[Part of a data file]
- - -
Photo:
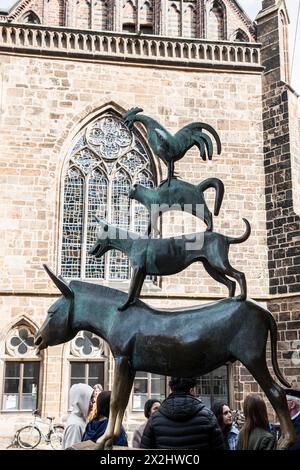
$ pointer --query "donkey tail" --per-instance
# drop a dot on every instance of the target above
(243, 237)
(218, 185)
(273, 333)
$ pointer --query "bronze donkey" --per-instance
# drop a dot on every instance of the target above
(165, 256)
(186, 343)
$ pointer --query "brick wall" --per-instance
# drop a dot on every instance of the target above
(39, 119)
(280, 156)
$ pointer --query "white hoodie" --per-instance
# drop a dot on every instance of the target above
(79, 399)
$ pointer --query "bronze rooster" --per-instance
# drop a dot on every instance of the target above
(171, 148)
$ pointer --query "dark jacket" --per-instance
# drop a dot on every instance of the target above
(96, 429)
(182, 422)
(259, 439)
(296, 423)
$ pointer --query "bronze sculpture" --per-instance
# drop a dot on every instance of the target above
(179, 195)
(188, 342)
(171, 148)
(166, 256)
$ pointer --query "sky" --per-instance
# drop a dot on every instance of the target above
(252, 7)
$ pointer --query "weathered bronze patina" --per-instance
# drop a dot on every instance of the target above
(166, 256)
(187, 343)
(171, 148)
(179, 195)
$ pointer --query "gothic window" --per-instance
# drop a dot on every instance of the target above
(283, 45)
(88, 359)
(83, 14)
(100, 15)
(90, 373)
(21, 371)
(240, 36)
(174, 22)
(87, 344)
(129, 16)
(20, 342)
(189, 21)
(216, 21)
(146, 18)
(31, 17)
(148, 386)
(106, 159)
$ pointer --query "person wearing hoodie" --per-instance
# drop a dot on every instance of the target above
(182, 421)
(79, 399)
(97, 427)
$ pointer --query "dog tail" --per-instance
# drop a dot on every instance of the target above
(243, 237)
(218, 186)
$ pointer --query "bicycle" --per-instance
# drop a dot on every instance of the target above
(29, 437)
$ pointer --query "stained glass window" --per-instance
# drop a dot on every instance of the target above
(21, 377)
(106, 159)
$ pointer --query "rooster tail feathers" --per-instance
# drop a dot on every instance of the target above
(131, 112)
(202, 147)
(207, 142)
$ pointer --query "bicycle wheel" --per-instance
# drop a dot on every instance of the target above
(56, 437)
(29, 437)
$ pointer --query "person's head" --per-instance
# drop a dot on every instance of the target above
(293, 400)
(223, 414)
(256, 416)
(183, 385)
(150, 407)
(103, 404)
(79, 399)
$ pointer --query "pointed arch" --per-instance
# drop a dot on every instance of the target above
(30, 17)
(284, 47)
(129, 16)
(190, 21)
(146, 21)
(100, 15)
(240, 35)
(216, 20)
(174, 20)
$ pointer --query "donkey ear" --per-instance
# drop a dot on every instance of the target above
(60, 283)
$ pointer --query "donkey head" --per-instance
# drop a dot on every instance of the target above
(57, 328)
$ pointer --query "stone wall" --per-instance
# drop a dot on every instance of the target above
(40, 119)
(173, 18)
(280, 160)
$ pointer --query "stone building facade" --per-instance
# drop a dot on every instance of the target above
(68, 71)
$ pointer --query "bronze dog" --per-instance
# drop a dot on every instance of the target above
(165, 256)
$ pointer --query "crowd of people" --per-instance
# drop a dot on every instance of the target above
(181, 421)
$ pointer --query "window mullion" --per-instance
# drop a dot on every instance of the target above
(21, 385)
(109, 215)
(86, 373)
(84, 226)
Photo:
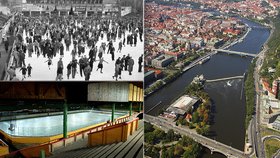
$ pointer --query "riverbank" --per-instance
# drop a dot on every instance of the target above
(193, 63)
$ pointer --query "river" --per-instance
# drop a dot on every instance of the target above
(229, 105)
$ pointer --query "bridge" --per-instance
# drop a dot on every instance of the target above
(235, 52)
(224, 79)
(211, 144)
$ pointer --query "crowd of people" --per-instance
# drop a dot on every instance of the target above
(86, 40)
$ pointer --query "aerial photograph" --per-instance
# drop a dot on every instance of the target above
(212, 74)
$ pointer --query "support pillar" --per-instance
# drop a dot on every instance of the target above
(42, 154)
(65, 109)
(113, 111)
(130, 109)
(140, 109)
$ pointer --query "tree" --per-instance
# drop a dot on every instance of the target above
(195, 117)
(170, 151)
(178, 151)
(164, 153)
(150, 137)
(148, 127)
(159, 134)
(170, 135)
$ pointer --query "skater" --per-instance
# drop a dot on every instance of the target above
(23, 70)
(87, 72)
(117, 69)
(126, 62)
(120, 47)
(29, 68)
(112, 52)
(6, 43)
(49, 63)
(82, 64)
(59, 73)
(69, 66)
(130, 65)
(74, 67)
(100, 64)
(140, 60)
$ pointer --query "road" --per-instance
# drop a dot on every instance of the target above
(211, 144)
(258, 144)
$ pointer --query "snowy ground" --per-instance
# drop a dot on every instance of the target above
(53, 125)
(41, 72)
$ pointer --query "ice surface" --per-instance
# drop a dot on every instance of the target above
(53, 125)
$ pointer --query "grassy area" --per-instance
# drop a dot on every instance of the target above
(269, 131)
(273, 55)
(250, 93)
(271, 147)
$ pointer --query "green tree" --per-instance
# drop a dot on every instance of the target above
(148, 127)
(195, 117)
(164, 153)
(178, 151)
(170, 151)
(150, 137)
(170, 136)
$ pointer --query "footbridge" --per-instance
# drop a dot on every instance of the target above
(211, 144)
(224, 79)
(235, 52)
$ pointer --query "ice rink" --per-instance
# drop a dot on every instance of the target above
(53, 125)
(41, 71)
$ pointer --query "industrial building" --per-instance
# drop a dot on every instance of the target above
(181, 106)
(49, 118)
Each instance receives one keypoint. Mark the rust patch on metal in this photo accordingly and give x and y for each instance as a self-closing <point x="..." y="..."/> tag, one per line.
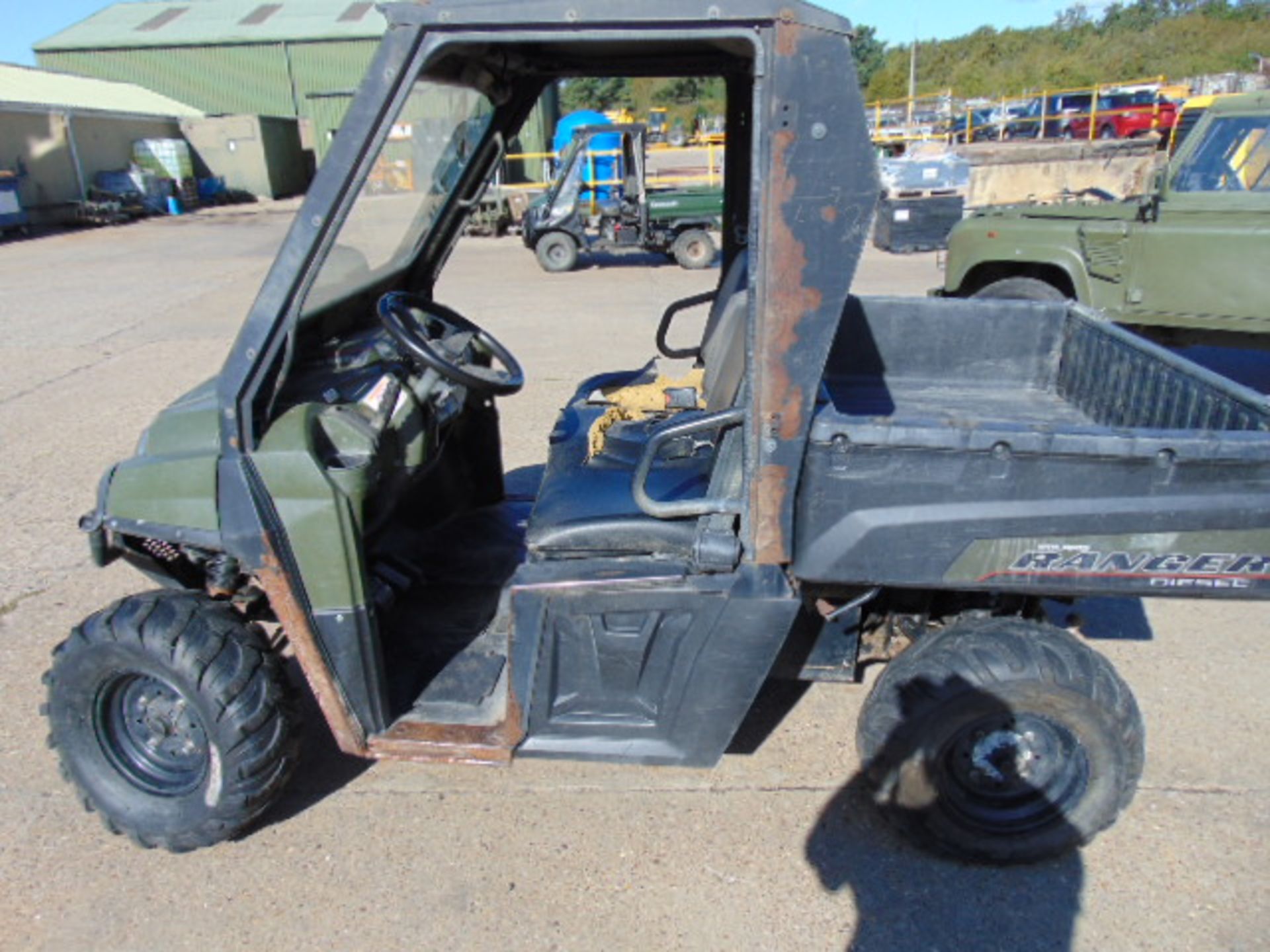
- - -
• **What you should do**
Report every line of the listing that contains the word "building", copying each line in full.

• **Result**
$ pointer --query "stone building facade" --per-instance
$ pointer --query "industrial building" --per-instance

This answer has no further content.